Transcribe all the records with complete accuracy.

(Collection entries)
=-=-=

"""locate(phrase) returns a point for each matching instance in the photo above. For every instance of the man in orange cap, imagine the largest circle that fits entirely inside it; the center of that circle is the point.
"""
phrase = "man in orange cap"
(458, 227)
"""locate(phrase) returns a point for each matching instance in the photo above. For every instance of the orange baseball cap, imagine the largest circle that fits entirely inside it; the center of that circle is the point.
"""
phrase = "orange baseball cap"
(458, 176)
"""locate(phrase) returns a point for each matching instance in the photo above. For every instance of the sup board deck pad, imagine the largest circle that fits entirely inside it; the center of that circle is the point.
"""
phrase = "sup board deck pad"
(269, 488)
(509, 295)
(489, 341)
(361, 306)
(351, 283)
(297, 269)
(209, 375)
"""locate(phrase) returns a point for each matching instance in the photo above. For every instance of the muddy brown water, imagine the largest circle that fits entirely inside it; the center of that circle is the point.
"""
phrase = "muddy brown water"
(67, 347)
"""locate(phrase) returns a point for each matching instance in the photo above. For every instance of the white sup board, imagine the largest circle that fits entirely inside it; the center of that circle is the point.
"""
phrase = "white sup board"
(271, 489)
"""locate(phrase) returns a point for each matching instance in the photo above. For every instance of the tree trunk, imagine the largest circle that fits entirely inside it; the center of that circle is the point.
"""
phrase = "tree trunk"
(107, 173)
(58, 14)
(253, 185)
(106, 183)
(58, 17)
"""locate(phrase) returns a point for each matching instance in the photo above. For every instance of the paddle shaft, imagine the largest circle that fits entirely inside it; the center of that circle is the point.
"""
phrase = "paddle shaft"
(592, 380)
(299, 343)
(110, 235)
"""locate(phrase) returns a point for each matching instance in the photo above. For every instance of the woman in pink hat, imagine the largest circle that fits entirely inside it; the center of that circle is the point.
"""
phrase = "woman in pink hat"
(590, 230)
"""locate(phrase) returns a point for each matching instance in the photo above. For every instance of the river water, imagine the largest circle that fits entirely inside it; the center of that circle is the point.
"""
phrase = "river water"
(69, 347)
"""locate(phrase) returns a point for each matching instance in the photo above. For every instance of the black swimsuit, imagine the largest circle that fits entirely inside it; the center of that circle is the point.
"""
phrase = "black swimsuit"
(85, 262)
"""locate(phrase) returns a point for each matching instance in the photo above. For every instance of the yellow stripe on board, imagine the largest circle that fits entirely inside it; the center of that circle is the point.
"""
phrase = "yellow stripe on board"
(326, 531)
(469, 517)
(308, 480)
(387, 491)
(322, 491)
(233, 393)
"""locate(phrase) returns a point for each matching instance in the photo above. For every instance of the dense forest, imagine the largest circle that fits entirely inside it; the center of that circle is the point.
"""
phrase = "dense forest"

=-=-=

_Written answer_:
"""locate(phrase) returns a point for each matching instance in the photo above. For every instance of the man in orange cap, imagine the largest circle that fits entirely inside it; the center of that circle is the point.
"""
phrase = "man in orange cap"
(458, 227)
"""locate(phrase) returns a point for each matching instance in the photo above. For every instance of the orange baseball cap, imagine the largest circle that fits entirely inside it; the center of that circle is the point.
"""
phrase = "orange baseball cap"
(458, 176)
"""locate(phrase) returns a point for each matching instance in the photo above. For every instance of the sup board deck pad, imagine the largest circle that fits entirely inside it; the center of that circle is the point.
"""
phrase = "sup board deck pad"
(269, 488)
(509, 295)
(489, 341)
(361, 306)
(351, 283)
(297, 269)
(209, 375)
"""locate(phrase) returns a point for each matching instance in the photo above. For every instance of the muddy brown water, imagine the largest circle that fits entirely inside it; the center of that circle is the point.
"""
phrase = "muddy brown water"
(67, 347)
"""locate(phrase) returns a point for each matching instance in the photo above. For every instance of the white sup board, imagine the largest circle that fits entirely inside it; the center of that circle is the point.
"""
phrase = "white sup board"
(271, 489)
"""locate(phrase) returns a point for each matching instance in the photo above. For every instance of the tree trunk, imagine the largest circle that fits entirely inside it; the center of that circle is the point.
"""
phrase = "tree trunk"
(107, 173)
(58, 14)
(253, 185)
(106, 183)
(58, 17)
"""locate(phrase) returns a point for each matching instance in the photo above. For every instance of the paddle shaft, imagine the largest circle that fits entirely inside it; the center of that circle is the point.
"""
phrase = "paddle shaft"
(592, 380)
(299, 343)
(110, 235)
"""locate(phrase) returns a point for each matching instance in the photo above. For every instance of the woman in pink hat, imagine the largest circle that fits entirely inside it; the center of that circle is the point.
"""
phrase = "woman in pink hat"
(590, 230)
"""locate(phrase) returns a point for each matching instance in the photo above. For every instance of the river water, imagine the largest circle that fits entirely inside it; the center of that circle is the point.
"""
phrase = "river water"
(69, 347)
"""locate(phrase) returns a point for each matching instance in the photo above. For every instance of the black swimsuit, imagine the largest circle that fits entirely inside it; the center of that circle is the point.
"""
phrase = "black swimsuit"
(85, 262)
"""locate(phrase) returns a point for each matching instance in the photo above. For every instance of the yellow stripe on board, imagine the largest circle that fits entirely inside it; the center of that circle is the point.
"""
phrase = "yellow stripe on board"
(326, 531)
(469, 517)
(308, 480)
(387, 491)
(322, 491)
(233, 393)
"""locate(phrase) returns a point for each matching instance in the photo above. For every instance of the dense forest, imagine the largest circle that fits entirely inside it; the center of that circle is the point.
"""
phrase = "dense forest"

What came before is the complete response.